> **THE DATA**
........

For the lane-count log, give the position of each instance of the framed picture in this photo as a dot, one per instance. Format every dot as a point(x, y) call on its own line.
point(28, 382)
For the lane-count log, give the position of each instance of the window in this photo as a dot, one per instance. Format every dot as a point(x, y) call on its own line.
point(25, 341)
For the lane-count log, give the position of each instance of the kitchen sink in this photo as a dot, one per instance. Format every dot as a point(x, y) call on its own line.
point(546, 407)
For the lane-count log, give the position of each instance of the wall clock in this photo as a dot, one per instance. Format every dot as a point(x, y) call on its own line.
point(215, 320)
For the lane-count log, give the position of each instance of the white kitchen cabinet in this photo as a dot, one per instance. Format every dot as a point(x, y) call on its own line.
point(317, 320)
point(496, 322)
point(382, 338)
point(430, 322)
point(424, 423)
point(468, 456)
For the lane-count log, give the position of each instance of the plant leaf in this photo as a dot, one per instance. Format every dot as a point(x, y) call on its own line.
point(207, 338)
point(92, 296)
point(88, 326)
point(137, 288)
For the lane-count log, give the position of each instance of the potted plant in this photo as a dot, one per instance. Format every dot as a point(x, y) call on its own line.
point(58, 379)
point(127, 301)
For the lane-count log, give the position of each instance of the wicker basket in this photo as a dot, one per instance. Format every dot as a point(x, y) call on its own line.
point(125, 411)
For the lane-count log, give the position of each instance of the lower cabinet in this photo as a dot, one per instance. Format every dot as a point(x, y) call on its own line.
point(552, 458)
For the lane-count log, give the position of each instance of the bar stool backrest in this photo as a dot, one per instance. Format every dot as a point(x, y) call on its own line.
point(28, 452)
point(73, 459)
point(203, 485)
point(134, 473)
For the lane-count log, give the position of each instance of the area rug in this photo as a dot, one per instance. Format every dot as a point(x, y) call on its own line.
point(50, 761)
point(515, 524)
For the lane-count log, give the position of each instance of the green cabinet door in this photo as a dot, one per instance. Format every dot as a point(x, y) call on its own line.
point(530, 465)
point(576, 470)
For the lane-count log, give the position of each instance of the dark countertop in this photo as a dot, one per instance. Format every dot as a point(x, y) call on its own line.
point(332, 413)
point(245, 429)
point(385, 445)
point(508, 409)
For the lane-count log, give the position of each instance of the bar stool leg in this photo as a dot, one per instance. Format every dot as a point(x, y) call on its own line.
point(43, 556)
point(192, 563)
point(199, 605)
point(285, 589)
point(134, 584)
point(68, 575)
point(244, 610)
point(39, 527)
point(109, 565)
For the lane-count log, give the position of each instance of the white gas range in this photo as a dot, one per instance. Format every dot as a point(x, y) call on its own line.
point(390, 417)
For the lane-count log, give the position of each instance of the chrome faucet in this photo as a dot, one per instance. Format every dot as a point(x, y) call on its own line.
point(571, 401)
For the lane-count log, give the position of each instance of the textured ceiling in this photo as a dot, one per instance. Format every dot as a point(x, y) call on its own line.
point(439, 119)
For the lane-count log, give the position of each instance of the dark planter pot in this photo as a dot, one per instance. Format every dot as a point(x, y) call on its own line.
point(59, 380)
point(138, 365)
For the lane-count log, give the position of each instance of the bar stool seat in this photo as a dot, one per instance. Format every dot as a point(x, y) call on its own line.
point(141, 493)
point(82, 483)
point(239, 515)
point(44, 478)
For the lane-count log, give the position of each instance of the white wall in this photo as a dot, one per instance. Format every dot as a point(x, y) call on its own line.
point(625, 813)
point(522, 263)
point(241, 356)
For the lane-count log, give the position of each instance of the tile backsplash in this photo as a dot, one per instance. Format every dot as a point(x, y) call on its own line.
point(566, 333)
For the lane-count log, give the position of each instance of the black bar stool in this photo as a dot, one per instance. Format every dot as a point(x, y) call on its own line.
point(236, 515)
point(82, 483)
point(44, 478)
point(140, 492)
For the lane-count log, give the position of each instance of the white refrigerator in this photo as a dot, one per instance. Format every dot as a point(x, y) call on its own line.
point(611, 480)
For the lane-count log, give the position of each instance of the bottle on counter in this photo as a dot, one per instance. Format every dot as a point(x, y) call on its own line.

........

All lines from the one that holds "the white refrigerator" to the end of the entries above must be transcribed exactly, both ends included, and no others.

For the lane-count log, give the position of each instance of the white refrigerator in this photo as a dot, one per instance. Format every dot as a point(x, y) call on its own line.
point(611, 480)
For the lane-count log, give the position of each instance of the bottle on counter in this photo as a dot, one per instance. Format every dot as a point(x, y) call on its own line.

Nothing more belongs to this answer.